**OBJECTIVE:**
According to the piece on Vernon Davis, how fast did he run the 40-yard dash?

**EXTRACT TO READ:**
"The next Antonio Gates"
These were all the words used to describe Vernon Davis when he came out of the University of Maryland in the 2006 NFL Draft. The 49ers drafted him with the #6 overall pick, at the time making him the highest paid tight end in league. When drafted, Davis represented a type of tight end never seen before: a WR in a TE's body who scouts thought would be uncoverable. At 6'3, 254 lbs, Davis ran the 40 yard dash in a blazing, 4.38 seconds (faster than any other TE to come before him) and set off a media hype that he would soon revolutionize the TE position. As a rookie in 10 games, he caught 20 balls for 265 yards and 3 TDs. In his second year, Davis improved, reeling in 52 receptions for 509 yards and 4 TDs. Prior to the 2008 season, the 49ers brought in offensive guru Mike Martz, and expectations of a huge season from Davis soared among the 49ers faithful. Many experts and fans alike thought 2008 would be the season when Davis justified his large paycheck and became an elite NFL TE.
Yet Davis, now in his third season in the NFL, currently ranks at 22nd in receiving yards among TEs, with his fellow 2006 NFL Draftees, Tony Scheffler of the Denver Broncos (drafted #61 overall) and Owen Daniels of the Houston Texans (drafted #98), coming in third and forth respectively. Through four games, he has totaled only 5 receptions for 87 yards and no touchdowns. He has drawn the ire of many 49er fans for dropping too many balls, not playing at his Combine speed, and generally not living up to his expectations.
So what is going on? Is Davis ever going to be the next Tony Gonzalez or Antonio Gates? Or were expectations too high or possibly misplaced?
After two seasons and from watching the first four games of the season I have made several conclusions about Vernon Davis.
1) Davis is not a natural receiver
When Davis was first drafted one of his biggest issues was getting his routes down cleanly, and I believe he still struggles with this today. At Maryland, he ran simple routes in flat or crossing across the middle, unlike the precise, timing-based routes that are required in the Martz offense. He struggles with maintaining body control and although hes is fast, he is not as fluid as Tony Gonzalez or Antonio Gates. In fact, the 49ers' other tight end (and former college WR), Delaine Walker, is much more of a pure receiving tight end and pass catcher than Davis.

Data taken from a collection:

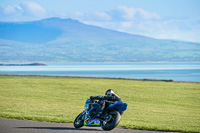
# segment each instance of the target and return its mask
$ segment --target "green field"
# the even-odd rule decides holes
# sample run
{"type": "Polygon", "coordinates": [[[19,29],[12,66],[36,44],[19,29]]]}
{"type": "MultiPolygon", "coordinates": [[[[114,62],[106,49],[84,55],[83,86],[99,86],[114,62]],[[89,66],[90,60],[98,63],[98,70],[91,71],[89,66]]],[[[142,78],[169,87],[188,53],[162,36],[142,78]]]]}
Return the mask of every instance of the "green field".
{"type": "Polygon", "coordinates": [[[200,83],[0,76],[0,118],[73,123],[109,88],[128,104],[119,128],[200,133],[200,83]]]}

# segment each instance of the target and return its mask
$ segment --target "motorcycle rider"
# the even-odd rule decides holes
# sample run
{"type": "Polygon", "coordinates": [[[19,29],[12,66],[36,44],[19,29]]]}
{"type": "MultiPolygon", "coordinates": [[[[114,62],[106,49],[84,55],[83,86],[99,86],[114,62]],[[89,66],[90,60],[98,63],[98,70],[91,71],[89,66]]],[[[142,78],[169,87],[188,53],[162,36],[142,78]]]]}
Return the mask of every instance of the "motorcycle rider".
{"type": "Polygon", "coordinates": [[[108,89],[105,92],[105,96],[91,96],[90,100],[93,102],[94,100],[101,100],[101,106],[99,107],[99,112],[97,113],[97,116],[100,116],[104,109],[108,107],[110,104],[114,102],[122,102],[122,99],[114,93],[112,89],[108,89]]]}

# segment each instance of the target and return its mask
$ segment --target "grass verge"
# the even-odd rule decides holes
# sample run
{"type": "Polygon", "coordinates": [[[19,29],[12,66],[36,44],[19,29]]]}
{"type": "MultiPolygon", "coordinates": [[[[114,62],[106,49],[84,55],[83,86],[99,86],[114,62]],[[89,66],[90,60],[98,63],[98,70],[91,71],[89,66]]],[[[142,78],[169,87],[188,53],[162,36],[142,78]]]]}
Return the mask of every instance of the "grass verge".
{"type": "Polygon", "coordinates": [[[0,118],[73,123],[109,88],[128,104],[119,128],[200,133],[200,83],[0,76],[0,118]]]}

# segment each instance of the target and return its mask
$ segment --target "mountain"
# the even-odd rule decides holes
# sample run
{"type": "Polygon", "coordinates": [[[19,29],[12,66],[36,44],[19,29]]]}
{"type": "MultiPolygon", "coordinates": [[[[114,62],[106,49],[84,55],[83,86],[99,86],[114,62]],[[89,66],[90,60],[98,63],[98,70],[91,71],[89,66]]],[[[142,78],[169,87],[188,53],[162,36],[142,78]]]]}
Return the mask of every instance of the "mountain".
{"type": "Polygon", "coordinates": [[[0,62],[200,61],[200,43],[161,40],[49,18],[0,22],[0,62]]]}

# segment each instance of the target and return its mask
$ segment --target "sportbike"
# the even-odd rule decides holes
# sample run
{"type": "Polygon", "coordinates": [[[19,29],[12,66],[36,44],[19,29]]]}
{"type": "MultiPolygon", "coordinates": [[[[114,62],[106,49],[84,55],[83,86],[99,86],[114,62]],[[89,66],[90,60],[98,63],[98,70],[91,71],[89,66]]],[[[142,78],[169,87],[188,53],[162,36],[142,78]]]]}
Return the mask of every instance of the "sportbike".
{"type": "Polygon", "coordinates": [[[121,115],[127,109],[127,104],[123,102],[110,103],[101,114],[99,107],[102,101],[91,102],[90,99],[85,102],[85,110],[74,120],[74,127],[98,126],[103,130],[112,130],[120,122],[121,115]]]}

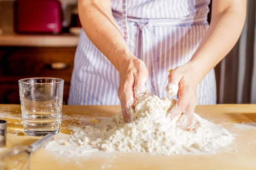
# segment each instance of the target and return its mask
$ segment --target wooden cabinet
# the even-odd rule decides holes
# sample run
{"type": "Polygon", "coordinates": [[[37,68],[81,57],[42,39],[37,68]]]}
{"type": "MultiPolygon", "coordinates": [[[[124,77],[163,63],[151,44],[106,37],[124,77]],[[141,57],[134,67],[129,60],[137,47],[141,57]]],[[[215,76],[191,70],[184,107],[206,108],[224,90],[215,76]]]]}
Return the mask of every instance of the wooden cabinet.
{"type": "Polygon", "coordinates": [[[18,81],[33,77],[64,79],[67,103],[75,47],[0,47],[0,104],[20,104],[18,81]]]}

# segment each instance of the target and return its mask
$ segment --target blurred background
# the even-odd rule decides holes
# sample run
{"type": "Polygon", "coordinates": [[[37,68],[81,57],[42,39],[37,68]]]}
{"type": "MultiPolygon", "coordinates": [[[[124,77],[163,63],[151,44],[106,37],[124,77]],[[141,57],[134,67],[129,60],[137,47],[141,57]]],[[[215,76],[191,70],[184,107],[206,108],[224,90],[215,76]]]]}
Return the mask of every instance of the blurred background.
{"type": "MultiPolygon", "coordinates": [[[[48,77],[65,80],[67,104],[81,29],[77,1],[0,0],[0,104],[20,104],[19,79],[48,77]]],[[[215,68],[218,104],[256,103],[255,1],[247,0],[240,38],[215,68]]]]}

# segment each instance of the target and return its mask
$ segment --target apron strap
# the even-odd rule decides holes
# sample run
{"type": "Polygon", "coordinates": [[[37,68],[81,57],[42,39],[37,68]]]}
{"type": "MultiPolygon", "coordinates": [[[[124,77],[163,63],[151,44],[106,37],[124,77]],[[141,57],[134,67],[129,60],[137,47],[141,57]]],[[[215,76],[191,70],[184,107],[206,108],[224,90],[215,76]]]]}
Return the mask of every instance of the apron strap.
{"type": "Polygon", "coordinates": [[[122,26],[124,30],[125,37],[128,39],[128,29],[127,28],[127,0],[123,0],[122,15],[122,26]]]}

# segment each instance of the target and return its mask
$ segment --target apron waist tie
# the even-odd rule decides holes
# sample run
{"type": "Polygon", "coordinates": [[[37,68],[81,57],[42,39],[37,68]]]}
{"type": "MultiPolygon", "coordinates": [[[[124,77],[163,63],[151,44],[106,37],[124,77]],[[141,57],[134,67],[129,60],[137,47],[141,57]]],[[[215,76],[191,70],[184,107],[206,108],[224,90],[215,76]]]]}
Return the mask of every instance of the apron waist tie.
{"type": "MultiPolygon", "coordinates": [[[[126,0],[123,0],[123,2],[126,0]]],[[[207,14],[185,17],[181,18],[143,19],[128,17],[126,6],[123,3],[123,12],[120,12],[112,10],[114,17],[117,20],[121,20],[124,31],[124,37],[128,39],[127,21],[137,23],[141,30],[147,26],[178,26],[197,23],[207,23],[207,14]]]]}

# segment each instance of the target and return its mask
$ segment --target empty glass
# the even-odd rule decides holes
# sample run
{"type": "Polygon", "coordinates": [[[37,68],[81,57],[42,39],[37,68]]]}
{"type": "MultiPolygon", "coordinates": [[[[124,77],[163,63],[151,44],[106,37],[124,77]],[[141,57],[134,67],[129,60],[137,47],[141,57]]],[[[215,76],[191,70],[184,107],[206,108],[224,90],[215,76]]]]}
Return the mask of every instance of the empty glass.
{"type": "Polygon", "coordinates": [[[33,136],[56,134],[61,129],[64,80],[56,78],[20,80],[24,132],[33,136]]]}

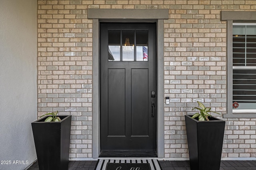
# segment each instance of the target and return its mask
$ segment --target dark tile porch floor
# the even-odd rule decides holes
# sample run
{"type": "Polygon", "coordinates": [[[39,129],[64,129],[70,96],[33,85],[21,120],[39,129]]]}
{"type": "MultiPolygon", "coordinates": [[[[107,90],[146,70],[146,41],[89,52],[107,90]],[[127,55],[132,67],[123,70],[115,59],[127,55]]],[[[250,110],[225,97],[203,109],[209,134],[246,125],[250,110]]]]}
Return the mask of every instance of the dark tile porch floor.
{"type": "MultiPolygon", "coordinates": [[[[190,170],[189,161],[159,160],[162,170],[190,170]]],[[[97,160],[70,161],[68,170],[94,170],[97,160]]],[[[37,162],[28,170],[39,170],[37,162]]],[[[220,170],[256,170],[256,160],[222,160],[220,170]]]]}

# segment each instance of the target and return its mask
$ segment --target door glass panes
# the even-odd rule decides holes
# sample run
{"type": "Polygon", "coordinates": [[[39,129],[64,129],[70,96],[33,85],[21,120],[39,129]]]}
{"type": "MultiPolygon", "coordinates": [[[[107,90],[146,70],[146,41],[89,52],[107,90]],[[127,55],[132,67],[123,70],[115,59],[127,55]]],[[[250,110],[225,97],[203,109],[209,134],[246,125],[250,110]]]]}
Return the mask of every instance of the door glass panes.
{"type": "Polygon", "coordinates": [[[134,31],[122,31],[122,56],[123,61],[134,61],[134,31]]]}
{"type": "Polygon", "coordinates": [[[148,31],[136,31],[136,61],[148,61],[148,31]]]}
{"type": "Polygon", "coordinates": [[[120,61],[120,31],[108,31],[108,61],[120,61]]]}

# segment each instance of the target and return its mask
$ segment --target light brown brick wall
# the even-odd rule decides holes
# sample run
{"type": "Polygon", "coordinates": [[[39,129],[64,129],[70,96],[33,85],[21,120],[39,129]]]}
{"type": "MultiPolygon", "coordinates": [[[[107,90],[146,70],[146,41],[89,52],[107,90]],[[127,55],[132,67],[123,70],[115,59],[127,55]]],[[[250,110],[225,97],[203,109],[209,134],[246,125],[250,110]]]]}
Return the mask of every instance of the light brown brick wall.
{"type": "MultiPolygon", "coordinates": [[[[188,158],[184,115],[196,101],[226,111],[226,24],[221,10],[255,0],[38,0],[38,115],[73,116],[71,158],[91,157],[92,20],[88,8],[168,9],[164,20],[165,157],[188,158]]],[[[222,119],[224,119],[221,118],[222,119]]],[[[225,119],[224,157],[256,156],[255,119],[225,119]]]]}

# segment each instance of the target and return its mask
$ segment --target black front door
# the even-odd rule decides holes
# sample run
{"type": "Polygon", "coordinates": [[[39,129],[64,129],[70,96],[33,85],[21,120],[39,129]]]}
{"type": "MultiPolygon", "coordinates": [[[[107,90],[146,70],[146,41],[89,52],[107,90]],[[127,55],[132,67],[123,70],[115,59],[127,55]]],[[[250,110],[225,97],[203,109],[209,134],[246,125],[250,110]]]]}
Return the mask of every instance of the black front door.
{"type": "Polygon", "coordinates": [[[100,24],[100,156],[156,155],[156,27],[100,24]]]}

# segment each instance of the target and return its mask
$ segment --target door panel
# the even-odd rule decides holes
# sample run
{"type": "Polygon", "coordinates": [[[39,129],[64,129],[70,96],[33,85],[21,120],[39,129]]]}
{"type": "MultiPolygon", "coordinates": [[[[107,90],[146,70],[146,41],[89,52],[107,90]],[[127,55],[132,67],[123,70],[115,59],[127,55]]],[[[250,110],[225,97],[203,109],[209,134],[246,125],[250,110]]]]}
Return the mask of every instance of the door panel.
{"type": "Polygon", "coordinates": [[[156,152],[156,27],[100,24],[102,153],[156,152]]]}
{"type": "Polygon", "coordinates": [[[148,84],[147,69],[132,69],[132,136],[148,136],[148,84]]]}
{"type": "Polygon", "coordinates": [[[106,101],[108,104],[108,121],[115,123],[108,123],[108,136],[125,135],[125,71],[108,69],[108,100],[106,101]]]}

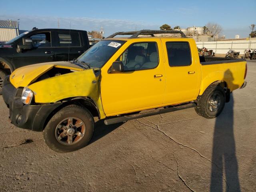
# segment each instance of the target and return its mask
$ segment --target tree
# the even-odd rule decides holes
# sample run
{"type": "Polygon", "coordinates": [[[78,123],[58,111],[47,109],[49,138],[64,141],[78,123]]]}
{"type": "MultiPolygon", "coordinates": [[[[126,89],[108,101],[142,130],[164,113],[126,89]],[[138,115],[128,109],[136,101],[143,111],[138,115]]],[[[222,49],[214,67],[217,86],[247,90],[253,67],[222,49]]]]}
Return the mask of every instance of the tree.
{"type": "Polygon", "coordinates": [[[175,26],[173,29],[180,29],[180,26],[175,26]]]}
{"type": "Polygon", "coordinates": [[[205,26],[206,33],[208,33],[209,35],[214,37],[218,35],[222,30],[221,26],[216,23],[209,22],[205,26]]]}
{"type": "Polygon", "coordinates": [[[171,26],[167,24],[164,24],[160,27],[161,30],[172,30],[171,26]]]}
{"type": "Polygon", "coordinates": [[[256,37],[256,30],[254,30],[255,26],[255,24],[252,24],[250,26],[249,26],[249,28],[252,30],[252,32],[249,35],[250,37],[256,37]]]}
{"type": "Polygon", "coordinates": [[[99,32],[97,31],[88,31],[87,33],[91,35],[94,38],[101,38],[101,34],[99,32]]]}
{"type": "Polygon", "coordinates": [[[250,36],[252,37],[256,37],[256,31],[252,31],[251,33],[250,34],[250,36]]]}

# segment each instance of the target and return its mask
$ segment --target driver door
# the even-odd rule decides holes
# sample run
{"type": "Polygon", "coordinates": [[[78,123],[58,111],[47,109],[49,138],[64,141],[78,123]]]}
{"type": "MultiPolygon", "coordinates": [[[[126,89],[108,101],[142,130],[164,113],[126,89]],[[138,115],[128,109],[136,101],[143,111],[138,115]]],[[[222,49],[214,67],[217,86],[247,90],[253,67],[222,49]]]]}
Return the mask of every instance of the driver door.
{"type": "MultiPolygon", "coordinates": [[[[14,65],[18,67],[39,63],[55,61],[55,52],[52,47],[50,31],[40,32],[27,37],[32,39],[33,48],[15,54],[14,65]]],[[[18,44],[22,43],[22,40],[18,44]]]]}
{"type": "Polygon", "coordinates": [[[110,73],[112,63],[104,66],[101,94],[107,116],[153,108],[162,104],[166,80],[162,53],[158,49],[160,45],[158,40],[130,45],[114,58],[114,61],[122,62],[122,72],[110,73]]]}

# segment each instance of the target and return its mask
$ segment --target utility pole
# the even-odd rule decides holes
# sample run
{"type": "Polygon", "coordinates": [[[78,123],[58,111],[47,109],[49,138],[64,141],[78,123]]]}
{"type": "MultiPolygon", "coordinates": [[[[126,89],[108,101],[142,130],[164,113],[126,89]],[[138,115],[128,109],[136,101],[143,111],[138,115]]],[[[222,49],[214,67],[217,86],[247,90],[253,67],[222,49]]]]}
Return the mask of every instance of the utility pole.
{"type": "Polygon", "coordinates": [[[101,34],[101,40],[102,40],[103,38],[103,34],[104,34],[104,29],[102,27],[102,26],[100,28],[100,34],[101,34]]]}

**FULL RESPONSE:**
4.38 seconds.